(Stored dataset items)
>>>

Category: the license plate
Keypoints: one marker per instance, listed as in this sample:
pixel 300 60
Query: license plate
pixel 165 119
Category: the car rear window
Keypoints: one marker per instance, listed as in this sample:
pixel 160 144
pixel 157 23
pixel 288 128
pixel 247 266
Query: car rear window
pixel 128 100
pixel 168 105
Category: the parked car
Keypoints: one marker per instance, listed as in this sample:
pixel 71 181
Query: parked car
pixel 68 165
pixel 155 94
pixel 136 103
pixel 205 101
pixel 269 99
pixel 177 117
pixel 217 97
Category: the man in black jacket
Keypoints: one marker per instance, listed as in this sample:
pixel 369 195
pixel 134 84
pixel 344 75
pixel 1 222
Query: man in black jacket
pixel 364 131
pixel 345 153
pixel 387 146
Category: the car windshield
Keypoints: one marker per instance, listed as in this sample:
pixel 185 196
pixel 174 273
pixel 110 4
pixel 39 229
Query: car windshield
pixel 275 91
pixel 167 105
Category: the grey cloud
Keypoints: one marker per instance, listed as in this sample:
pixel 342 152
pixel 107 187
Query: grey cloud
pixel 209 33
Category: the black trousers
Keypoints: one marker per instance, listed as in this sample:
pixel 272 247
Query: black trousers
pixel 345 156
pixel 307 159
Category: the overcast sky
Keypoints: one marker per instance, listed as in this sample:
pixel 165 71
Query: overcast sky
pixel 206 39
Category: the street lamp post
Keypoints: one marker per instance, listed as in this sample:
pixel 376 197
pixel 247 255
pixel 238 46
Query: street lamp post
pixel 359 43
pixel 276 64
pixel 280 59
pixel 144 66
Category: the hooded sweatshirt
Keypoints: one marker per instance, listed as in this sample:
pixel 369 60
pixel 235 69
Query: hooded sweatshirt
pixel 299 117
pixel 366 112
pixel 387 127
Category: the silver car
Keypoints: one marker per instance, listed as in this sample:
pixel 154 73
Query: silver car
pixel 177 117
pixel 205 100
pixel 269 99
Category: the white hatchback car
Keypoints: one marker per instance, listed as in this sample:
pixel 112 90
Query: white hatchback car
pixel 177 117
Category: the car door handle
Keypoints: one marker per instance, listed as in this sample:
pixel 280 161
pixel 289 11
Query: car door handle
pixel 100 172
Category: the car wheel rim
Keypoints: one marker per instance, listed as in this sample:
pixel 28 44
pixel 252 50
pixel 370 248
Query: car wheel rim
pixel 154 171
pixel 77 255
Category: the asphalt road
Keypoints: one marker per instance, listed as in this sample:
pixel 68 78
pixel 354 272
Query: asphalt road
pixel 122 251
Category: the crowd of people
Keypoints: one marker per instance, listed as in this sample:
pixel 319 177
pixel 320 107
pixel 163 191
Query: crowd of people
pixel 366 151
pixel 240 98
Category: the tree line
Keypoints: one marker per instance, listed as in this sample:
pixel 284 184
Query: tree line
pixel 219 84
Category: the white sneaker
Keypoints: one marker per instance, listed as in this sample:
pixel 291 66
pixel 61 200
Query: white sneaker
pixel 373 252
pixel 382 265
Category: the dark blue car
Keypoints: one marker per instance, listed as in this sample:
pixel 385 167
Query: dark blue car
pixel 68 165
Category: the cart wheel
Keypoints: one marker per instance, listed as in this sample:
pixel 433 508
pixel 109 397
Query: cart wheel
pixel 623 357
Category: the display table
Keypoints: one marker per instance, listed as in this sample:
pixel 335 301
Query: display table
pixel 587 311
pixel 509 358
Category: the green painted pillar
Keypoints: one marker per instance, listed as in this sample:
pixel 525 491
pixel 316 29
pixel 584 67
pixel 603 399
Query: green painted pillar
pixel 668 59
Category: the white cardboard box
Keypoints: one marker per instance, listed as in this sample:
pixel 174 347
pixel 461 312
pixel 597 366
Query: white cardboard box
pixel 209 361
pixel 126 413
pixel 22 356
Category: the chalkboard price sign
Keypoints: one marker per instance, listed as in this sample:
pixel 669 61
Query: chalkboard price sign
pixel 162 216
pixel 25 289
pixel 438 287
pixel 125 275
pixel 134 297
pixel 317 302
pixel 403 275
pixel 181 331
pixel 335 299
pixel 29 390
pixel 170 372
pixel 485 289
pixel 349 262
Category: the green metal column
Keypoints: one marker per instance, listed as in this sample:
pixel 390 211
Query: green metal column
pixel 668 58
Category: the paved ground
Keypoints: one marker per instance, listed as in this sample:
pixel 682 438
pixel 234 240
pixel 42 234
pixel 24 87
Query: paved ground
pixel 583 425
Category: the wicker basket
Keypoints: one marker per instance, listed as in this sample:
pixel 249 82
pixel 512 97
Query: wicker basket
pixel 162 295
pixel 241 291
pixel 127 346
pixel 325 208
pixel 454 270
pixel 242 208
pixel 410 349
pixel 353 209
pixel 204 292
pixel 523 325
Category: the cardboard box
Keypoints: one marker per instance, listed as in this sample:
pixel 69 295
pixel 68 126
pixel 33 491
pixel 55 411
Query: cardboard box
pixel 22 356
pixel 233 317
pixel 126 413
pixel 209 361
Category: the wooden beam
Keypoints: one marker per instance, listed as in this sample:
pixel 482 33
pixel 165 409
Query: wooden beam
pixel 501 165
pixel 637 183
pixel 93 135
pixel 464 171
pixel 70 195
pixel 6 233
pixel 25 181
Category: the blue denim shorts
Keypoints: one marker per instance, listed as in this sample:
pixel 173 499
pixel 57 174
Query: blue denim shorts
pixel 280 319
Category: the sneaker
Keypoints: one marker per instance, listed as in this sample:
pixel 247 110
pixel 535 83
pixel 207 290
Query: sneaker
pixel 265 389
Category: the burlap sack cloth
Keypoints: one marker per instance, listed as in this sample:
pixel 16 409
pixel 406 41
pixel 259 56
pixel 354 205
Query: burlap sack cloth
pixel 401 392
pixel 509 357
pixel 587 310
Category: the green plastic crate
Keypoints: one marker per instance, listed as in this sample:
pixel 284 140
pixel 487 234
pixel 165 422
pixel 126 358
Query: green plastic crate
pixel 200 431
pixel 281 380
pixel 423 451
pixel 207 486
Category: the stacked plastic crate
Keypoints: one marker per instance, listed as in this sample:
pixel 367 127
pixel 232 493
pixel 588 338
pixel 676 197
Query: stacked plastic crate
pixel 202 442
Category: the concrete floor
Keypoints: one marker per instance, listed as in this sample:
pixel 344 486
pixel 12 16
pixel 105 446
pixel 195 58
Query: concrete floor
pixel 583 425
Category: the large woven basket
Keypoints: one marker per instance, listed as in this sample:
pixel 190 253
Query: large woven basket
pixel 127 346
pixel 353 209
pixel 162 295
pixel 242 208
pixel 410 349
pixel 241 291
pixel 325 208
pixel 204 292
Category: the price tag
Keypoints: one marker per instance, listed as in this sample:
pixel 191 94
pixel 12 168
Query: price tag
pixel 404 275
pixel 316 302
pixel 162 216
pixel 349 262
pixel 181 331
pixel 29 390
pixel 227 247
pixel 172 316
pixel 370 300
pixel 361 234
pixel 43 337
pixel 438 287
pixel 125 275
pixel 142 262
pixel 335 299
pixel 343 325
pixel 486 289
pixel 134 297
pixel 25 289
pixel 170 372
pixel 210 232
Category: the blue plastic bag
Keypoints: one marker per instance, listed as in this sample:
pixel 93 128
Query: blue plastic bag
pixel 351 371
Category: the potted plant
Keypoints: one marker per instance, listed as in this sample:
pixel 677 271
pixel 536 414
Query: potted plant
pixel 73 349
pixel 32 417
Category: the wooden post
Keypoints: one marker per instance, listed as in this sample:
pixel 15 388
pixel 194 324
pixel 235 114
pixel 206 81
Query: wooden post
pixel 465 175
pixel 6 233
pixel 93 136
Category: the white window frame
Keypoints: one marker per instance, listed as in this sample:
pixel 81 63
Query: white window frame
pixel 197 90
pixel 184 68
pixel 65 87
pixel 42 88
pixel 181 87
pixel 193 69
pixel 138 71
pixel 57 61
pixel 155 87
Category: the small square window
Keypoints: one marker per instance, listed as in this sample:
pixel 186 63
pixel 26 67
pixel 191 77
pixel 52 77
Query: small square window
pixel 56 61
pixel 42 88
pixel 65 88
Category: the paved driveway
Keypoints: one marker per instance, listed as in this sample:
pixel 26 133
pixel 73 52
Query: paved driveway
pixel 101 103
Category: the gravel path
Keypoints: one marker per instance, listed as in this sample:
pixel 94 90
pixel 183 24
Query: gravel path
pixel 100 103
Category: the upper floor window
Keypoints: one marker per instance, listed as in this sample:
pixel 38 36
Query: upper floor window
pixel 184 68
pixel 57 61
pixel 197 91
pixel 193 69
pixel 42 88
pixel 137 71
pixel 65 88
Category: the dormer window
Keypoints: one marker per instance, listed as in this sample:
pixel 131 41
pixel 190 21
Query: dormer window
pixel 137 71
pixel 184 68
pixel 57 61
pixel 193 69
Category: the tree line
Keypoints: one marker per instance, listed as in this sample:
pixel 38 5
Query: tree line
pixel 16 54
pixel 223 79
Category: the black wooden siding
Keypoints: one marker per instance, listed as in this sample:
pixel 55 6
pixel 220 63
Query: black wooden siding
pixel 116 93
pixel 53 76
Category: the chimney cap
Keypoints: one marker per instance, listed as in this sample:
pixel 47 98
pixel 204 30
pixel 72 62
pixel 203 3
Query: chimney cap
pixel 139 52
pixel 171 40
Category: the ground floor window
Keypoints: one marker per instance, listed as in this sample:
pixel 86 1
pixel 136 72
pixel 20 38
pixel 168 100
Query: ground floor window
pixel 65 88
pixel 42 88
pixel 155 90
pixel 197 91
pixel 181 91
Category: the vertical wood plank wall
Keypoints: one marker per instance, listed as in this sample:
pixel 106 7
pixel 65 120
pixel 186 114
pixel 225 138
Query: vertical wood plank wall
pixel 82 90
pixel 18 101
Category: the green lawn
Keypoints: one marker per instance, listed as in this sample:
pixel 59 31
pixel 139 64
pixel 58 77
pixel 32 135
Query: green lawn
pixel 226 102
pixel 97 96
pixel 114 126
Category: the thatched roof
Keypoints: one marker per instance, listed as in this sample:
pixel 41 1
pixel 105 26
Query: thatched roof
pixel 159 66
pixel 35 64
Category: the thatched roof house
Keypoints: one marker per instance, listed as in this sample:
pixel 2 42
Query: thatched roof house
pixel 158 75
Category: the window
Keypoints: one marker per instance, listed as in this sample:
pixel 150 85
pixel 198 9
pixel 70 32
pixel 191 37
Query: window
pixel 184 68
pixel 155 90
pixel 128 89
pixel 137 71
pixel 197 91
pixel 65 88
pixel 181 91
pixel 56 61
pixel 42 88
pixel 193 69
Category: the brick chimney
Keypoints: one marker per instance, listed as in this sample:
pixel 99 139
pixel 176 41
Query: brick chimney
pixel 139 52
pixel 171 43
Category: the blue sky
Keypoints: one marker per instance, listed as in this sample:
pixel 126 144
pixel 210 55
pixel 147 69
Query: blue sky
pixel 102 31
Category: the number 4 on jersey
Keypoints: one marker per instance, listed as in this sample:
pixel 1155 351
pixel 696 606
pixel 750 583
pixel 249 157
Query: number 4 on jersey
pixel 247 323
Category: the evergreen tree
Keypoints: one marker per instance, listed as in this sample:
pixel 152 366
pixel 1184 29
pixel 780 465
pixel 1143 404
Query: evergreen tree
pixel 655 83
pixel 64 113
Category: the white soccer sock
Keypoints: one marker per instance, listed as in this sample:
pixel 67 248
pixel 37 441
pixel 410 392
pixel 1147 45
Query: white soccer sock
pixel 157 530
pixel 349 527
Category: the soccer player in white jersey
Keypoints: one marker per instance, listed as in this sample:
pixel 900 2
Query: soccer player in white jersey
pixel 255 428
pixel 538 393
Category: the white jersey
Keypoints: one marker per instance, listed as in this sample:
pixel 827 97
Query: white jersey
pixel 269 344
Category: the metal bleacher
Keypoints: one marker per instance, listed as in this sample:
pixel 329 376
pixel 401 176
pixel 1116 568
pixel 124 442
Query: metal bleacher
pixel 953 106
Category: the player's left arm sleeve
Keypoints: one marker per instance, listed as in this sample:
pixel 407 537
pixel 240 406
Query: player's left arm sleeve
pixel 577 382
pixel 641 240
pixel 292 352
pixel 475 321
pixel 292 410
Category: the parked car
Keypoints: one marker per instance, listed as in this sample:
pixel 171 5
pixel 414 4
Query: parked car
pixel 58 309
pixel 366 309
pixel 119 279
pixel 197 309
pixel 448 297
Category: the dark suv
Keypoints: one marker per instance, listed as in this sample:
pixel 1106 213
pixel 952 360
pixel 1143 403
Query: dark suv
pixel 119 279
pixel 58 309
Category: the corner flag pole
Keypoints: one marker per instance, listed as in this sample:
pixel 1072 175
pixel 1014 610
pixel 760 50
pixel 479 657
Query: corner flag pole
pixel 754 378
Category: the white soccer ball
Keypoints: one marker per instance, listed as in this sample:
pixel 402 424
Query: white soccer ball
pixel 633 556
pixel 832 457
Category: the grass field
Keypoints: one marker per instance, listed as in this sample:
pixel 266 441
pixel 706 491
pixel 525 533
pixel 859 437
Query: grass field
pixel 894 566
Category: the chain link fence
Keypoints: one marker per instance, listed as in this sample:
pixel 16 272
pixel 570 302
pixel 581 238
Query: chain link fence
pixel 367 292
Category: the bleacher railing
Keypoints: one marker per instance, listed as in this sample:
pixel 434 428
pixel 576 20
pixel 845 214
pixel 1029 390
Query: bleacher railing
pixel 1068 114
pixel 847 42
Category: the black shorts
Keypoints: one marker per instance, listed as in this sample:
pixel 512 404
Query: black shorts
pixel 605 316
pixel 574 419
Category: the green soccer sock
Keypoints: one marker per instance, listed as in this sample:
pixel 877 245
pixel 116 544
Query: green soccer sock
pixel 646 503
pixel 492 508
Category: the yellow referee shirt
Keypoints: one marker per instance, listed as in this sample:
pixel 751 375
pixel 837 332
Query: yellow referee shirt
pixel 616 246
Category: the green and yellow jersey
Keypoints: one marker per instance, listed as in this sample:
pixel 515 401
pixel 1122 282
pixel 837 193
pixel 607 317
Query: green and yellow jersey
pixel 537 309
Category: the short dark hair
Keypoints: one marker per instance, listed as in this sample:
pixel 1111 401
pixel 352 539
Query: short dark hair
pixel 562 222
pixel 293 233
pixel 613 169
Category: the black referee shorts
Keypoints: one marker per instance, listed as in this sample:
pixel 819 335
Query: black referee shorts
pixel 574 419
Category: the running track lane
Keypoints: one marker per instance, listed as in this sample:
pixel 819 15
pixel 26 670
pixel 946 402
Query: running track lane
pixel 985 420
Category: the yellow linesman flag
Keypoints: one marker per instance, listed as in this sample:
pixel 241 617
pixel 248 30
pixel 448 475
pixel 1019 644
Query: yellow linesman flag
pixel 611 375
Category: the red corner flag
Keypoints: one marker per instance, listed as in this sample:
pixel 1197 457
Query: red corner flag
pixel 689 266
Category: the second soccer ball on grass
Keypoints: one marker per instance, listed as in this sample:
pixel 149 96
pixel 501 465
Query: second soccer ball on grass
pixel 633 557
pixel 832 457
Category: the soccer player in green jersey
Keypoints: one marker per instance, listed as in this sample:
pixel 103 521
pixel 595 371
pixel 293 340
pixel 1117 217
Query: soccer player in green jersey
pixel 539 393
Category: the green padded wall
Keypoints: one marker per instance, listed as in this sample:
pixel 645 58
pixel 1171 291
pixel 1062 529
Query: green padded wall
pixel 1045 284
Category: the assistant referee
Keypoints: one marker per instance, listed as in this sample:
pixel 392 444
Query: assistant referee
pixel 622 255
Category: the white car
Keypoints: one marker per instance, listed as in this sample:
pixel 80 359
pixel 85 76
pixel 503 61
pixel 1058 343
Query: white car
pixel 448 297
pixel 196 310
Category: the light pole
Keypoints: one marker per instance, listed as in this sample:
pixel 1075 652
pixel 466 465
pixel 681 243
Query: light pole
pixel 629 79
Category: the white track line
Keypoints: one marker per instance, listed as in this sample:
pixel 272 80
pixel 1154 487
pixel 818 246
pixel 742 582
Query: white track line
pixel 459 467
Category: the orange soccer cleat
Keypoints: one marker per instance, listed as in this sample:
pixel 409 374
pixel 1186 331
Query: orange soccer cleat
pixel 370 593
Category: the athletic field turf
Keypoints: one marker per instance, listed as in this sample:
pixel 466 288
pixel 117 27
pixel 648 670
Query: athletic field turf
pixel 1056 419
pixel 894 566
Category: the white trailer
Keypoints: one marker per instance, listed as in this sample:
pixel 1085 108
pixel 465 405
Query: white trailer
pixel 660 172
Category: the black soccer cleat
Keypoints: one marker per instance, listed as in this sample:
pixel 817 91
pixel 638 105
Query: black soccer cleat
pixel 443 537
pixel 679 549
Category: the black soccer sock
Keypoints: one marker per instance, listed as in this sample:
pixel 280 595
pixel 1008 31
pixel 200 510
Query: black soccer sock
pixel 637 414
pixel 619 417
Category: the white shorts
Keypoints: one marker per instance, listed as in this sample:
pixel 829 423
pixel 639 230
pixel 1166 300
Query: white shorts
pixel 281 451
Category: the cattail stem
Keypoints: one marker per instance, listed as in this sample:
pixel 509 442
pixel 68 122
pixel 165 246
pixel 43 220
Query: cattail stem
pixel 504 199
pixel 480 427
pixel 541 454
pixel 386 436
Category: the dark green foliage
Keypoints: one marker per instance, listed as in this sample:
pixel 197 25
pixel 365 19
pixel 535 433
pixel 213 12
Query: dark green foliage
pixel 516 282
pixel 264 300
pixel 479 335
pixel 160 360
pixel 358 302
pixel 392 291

<<<

WORK TO BE COMPLETED: Can you render everything from the first line down to the line containing "pixel 168 105", both included, as a numbered list that skips any blank lines?

SOLVED PROBLEM:
1. Category: the license plate
2. Keypoints: one marker per instance, listed as in this sample:
3. pixel 300 60
4. Query: license plate
5. pixel 165 119
6. Category: the car rear window
7. Keypoints: one marker per instance, listed as in this sample:
8. pixel 160 144
9. pixel 157 23
10. pixel 288 128
11. pixel 247 266
12. Query: car rear window
13. pixel 128 100
14. pixel 168 105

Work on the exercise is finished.